Rewrite the records from the line with "Identify the dark" through the end of the records, both ends included, keeping every request line. Multiply each point coordinate in the answers by 0.25 and round to whole numbers, halves up, while leaving the numbers in the requests and their format samples unchanged.
>> BEGIN
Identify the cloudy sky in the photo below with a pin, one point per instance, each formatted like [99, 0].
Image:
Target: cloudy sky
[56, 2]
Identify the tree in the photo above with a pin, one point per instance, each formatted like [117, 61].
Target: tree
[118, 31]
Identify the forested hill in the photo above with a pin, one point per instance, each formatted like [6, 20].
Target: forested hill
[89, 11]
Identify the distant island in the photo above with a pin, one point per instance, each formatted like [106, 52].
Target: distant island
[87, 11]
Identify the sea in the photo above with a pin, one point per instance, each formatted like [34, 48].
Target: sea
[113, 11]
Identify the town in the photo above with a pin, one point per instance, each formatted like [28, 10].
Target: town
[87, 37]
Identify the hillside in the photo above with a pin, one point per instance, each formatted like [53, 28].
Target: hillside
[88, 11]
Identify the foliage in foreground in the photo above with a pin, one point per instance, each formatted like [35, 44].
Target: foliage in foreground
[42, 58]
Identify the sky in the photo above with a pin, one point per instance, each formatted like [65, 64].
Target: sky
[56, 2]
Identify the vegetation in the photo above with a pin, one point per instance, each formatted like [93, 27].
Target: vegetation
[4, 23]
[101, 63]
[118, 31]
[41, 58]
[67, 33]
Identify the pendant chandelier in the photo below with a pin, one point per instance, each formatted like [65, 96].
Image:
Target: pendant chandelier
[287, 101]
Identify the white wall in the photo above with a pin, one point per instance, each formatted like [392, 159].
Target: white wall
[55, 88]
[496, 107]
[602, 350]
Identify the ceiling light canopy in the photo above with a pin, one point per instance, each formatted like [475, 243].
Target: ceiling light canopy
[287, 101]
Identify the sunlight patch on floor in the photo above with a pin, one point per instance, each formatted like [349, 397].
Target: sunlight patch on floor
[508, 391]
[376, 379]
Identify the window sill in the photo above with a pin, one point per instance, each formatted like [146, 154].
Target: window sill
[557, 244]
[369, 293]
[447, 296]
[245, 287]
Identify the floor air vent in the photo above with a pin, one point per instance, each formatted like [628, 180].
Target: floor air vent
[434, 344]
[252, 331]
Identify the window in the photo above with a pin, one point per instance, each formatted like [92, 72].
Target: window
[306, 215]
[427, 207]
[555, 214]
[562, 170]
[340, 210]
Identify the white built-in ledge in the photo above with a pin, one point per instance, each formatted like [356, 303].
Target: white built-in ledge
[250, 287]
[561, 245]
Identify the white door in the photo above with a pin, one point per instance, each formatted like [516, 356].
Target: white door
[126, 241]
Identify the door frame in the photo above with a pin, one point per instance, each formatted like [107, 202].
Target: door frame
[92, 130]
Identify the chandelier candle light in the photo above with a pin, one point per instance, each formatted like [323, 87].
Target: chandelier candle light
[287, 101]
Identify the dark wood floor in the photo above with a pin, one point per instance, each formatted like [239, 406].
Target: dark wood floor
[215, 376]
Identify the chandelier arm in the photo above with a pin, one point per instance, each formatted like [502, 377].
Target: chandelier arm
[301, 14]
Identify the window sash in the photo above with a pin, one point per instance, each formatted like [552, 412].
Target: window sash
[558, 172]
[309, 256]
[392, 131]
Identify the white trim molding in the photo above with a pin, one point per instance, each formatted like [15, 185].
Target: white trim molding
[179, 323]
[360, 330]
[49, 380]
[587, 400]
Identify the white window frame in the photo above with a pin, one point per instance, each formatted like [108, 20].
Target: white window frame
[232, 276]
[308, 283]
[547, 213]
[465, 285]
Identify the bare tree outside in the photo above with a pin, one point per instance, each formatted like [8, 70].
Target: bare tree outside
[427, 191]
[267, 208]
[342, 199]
>> END
_EXERCISE RESULT_:
Identify the dark wood floor in the photo above with a pin, one point per instance, each formatted like [239, 406].
Target: dark wood floor
[54, 94]
Identify the chandelier arm in the photo above with a pin, one point per instance, each formatted like [502, 377].
Target: chandelier arm
[75, 4]
Identify the window sash in the photo above with a pin, one point per instance, each formatted like [552, 412].
Target: window sash
[140, 43]
[77, 64]
[98, 33]
Identify the white trim molding in the photo above with a pin, one point per instance, each formatted like [15, 185].
Target: white trim molding
[45, 81]
[90, 83]
[12, 95]
[147, 100]
Identify the white window frame in the photo above with a pin, one point per instance, each formatted like [108, 20].
Target: white window frame
[58, 69]
[77, 71]
[137, 53]
[116, 71]
Identify the bare tree outside in the photo above with a pin, one point per instance, each formatted like [8, 70].
Target: bare tree outside
[107, 48]
[67, 52]
[86, 50]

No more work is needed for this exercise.